Le 20 mai 2000, il y a 25 ans, In the mood for love était montré à Cannes au Palais des Festivals. L’occasion de revenir sur le film le plus célébré de Wong Kar-wai, mais aussi sur les récents développements de la carrière du Hongkongais.

Depuis qu’il a été montré à Cannes il y a un quart de siècle, In the mood for love est le Wong Kar-wai le plus célébré. Le 5ème film du très débattu référendum critique Sight and Sound 2022, visant à attribuer le bien vain titre de plus grand film de tous les temps. Juste devant 2001, juste derrière Voyage à Tokyo.
Un film ayant récemment refait parler de lui pour cause de vrai coup de poignard dans le dos administré par Wong à ce qui fit sa gloire. Au point qu’en dépit du fait de ne pas placer le film dans le haut de mon Panthéon wongien je me suis senti atteint. Distribuer dans les salles chinoises une version restaurée rajoutant un épilogue situé en 2000 racontant le devenir de Chow Mo-wan (Tony Leung Chiu-wai) et Su Li-zhen (qui a pour nom d’épouse Chan et est interprétée par Maggie Cheung). Avec comme circonstance aggravante le choix de la Saint-Valentin comme jour de ressortie.
Ce n’est certes pas la première fois que le cinéaste retravaille de façon discutable sa filmographie. Après s’être mis en quête de divers montages du film existant à la surface de la terre, il avait remonté ses Cendres du temps, avec un nouveau score et un réétalonnage. Une version Redux prouvant que le suffixe ne réussit pas à tous les remontages de films à tournage fleuve. Une version devenue hélas la manière dont le film est diffusé dans les cinémas de répertoire. Parce qu’il aurait voulu tourner Les Anges déchus en Scope, Wong a enfin zoomé l’image du film pour lui donner ce format en version restaurée.
Oui mais il y a là quelque chose en plus : un choix en forme de prolongation que personne n’a demandée. Le nouvel épilogue est en fait la reprise du court In the mood for love 2001, montré par Wong lors de sa masterclass cannoise. Un court qui servira d’inspiration au projet My Blueberry nights.

> [DONNÉES FOURNIES]
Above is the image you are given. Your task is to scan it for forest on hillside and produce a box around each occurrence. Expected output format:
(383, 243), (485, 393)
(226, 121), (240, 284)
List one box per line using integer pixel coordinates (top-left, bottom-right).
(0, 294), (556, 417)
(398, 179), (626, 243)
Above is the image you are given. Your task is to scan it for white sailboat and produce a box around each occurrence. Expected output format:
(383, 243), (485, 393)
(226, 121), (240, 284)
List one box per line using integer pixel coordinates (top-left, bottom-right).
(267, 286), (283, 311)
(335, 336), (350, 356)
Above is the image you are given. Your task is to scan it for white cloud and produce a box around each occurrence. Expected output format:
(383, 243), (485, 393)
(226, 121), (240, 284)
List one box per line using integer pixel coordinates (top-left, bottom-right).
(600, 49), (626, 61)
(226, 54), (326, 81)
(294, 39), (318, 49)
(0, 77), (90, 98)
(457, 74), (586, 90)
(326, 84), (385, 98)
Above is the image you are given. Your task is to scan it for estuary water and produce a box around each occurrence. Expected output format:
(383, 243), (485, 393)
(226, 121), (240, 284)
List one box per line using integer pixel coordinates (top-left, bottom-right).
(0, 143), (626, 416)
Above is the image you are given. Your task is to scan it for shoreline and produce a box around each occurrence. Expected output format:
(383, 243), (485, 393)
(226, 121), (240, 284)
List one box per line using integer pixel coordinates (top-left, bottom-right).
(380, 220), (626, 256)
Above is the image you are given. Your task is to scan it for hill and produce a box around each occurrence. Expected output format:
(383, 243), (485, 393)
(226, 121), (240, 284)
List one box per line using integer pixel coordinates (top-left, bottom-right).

> [LISTE DES TÂCHES]
a. Répondez à ces questions d'après l'article sur In the mood for love :
(i) À quel rang le film arrive-t-il dans le référendum critique Sight and Sound 2022 ?
(ii) Quel jour a-t-on choisi pour ressortir la version restaurée dans les salles chinoises ?
(iii) Quel projet le court In the mood for love 2001 a-t-il inspiré ?
b. Énumérez toutes les lignes des enregistrements qui contiennent le mot « Expected », en les recopiant.

> [RÉSULTATS PAR TÂCHE]
a.
(i) Il arrive 5ème.
(ii) Le jour de la Saint-Valentin.
(iii) Le projet My Blueberry nights.

b.
Above is the image you are given. Your task is to scan it for forest on hillside and produce a box around each occurrence. Expected output format:
Above is the image you are given. Your task is to scan it for white sailboat and produce a box around each occurrence. Expected output format:
Above is the image you are given. Your task is to scan it for white cloud and produce a box around each occurrence. Expected output format:
Above is the image you are given. Your task is to scan it for estuary water and produce a box around each occurrence. Expected output format:
Above is the image you are given. Your task is to scan it for shoreline and produce a box around each occurrence. Expected output format:
Above is the image you are given. Your task is to scan it for hill and produce a box around each occurrence. Expected output format:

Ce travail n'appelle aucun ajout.